▶ _DOCUMENT EXTRACT_

START

Ireland's National Competitiveness Council (NCC) on Thursday released a new publication, entitled 'Statement on the Costs of Doing Business in Ireland'.

The report outlines the key findings of research that assesses the costs of doing business at four locations in Ireland (Cork, Galway, Limerick, and Dublin). The research compares these Irish locations to a range of international competitors (Bangalore, Boston, Budapest, Copenhagen, London, Maastricht, Manchester, and Singapore) across a range of sectors.

The results show that Irish cities are cost competitive when compared to other high income cities in the EU15 and US, due to Ireland’s broadly competitive labour costs, international transportation costs, and taxes on labour and profits.

However, all EU15 and US locations assessed in the report are significantly more expensive than Singapore, Bangalore, and Budapest.

The costs of utilities, property, and key services (e.g. IT services, accountancy and legal fees) are relatively high in Ireland. However, the report shows that Cork, Limerick, and Galway have strong cost advantages over Dublin in many sectors, indicating further potential for regional development.

Launching the Statement, Chair of the NCC, Dr. Don Thornhill observed that:

“While higher costs are to be expected in wealthier countries, it is essential that the cost base supports the competitiveness of our exporting sectors. Despite general perceptions, Ireland remains competitive compared with other locations in Europe and the US. We are concerned however, that the costs of property, especially in Dublin, utilities, in particular electricity, waste and water, and key services are damaging the competitiveness of some Irish firms.”

Key findings in the report were that:

  • Labour costs (59%) dominate business costs in Ireland followed by property (11%), utilities (nine percent) and transport costs (four percent). All other costs account for 17% of total costs.
  • Labour costs, taxes and international transport costs are competitive when compared with benchmarked locations in EU15/ US countries.
  • Business input costs that weaken Ireland’s overall cost competitiveness include property costs, utility costs (especially electricity, waste disposal and water), mobile telephone calls and key services (e.g. IT services, accountancy and legal fees).

END

▶ _PROMPT 1_
In the listing below, report every line that contains the string "shorts", matching case exactly.

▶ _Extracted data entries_

START

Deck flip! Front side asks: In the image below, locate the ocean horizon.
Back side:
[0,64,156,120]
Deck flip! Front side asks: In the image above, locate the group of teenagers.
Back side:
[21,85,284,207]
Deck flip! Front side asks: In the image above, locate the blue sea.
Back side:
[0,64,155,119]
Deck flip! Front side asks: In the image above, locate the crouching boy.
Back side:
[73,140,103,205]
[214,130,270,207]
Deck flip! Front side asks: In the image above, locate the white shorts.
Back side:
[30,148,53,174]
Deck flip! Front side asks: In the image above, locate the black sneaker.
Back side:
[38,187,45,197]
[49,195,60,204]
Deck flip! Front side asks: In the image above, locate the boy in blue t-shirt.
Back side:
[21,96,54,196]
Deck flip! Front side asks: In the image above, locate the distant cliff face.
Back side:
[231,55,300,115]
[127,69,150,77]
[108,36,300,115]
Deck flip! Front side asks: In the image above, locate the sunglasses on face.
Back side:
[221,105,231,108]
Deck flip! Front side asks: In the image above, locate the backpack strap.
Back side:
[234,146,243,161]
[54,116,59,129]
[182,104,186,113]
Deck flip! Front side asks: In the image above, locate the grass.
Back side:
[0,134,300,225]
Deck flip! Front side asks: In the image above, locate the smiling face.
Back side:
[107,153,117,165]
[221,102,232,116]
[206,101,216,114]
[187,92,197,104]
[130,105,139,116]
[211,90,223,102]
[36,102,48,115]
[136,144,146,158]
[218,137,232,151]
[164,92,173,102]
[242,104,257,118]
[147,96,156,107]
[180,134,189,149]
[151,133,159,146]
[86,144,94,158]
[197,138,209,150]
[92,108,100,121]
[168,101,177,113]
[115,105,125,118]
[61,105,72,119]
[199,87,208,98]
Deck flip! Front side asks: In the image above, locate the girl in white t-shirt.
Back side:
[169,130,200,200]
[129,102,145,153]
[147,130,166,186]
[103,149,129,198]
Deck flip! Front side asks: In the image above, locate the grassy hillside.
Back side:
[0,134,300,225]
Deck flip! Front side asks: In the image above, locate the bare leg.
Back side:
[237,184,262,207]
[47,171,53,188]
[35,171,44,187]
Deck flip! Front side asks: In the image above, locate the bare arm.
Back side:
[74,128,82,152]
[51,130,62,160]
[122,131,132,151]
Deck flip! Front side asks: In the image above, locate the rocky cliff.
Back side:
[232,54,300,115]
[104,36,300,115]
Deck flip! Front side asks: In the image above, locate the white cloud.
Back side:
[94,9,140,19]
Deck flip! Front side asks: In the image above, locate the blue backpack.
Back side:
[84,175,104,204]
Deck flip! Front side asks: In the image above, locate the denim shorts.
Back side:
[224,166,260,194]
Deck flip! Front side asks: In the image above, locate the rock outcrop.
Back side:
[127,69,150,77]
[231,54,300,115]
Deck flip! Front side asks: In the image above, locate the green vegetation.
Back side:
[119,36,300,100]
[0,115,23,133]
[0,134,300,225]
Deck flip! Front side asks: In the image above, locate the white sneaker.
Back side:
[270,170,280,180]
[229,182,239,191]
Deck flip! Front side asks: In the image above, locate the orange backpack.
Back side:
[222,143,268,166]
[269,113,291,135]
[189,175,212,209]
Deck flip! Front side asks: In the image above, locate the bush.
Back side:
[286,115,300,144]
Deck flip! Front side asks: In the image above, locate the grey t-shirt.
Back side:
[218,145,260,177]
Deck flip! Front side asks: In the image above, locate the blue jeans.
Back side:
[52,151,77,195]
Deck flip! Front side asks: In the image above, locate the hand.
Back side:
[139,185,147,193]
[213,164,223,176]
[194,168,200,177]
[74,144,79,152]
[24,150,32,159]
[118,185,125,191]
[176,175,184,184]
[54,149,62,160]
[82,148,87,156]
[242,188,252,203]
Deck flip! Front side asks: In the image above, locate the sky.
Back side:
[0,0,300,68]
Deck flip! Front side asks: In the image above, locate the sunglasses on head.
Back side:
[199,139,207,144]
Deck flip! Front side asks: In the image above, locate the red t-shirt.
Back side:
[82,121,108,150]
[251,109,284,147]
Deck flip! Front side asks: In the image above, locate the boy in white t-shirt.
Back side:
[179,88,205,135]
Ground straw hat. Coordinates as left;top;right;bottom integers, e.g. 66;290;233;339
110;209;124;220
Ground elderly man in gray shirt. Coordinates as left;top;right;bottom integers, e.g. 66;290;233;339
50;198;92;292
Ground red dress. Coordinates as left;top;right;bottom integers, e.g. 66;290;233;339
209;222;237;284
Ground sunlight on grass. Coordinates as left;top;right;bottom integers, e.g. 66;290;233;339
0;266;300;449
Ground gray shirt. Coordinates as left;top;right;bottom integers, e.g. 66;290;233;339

END

▶ _PROMPT 2_
Name the international competitor locations that the research in the text on Irish business costs compares Irish cities against.

▶ _TASK SOLUTION 1_
Deck flip! Front side asks: In the image above, locate the white shorts.
Deck flip! Front side asks: In the image above, locate the denim shorts.

▶ _TASK SOLUTION 2_
Bangalore, Boston, Budapest, Copenhagen, London, Maastricht, Manchester, Singapore